Assignment: Please restate the lines shown below exactly, every one of them.

(Beginning of Data records)

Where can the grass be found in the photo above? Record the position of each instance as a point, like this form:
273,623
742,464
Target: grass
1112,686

(End of Data records)

Written answer:
Where can the grass be found in the photo above? Record the position of each instance as a point, like this form:
273,623
742,464
Target: grass
1112,686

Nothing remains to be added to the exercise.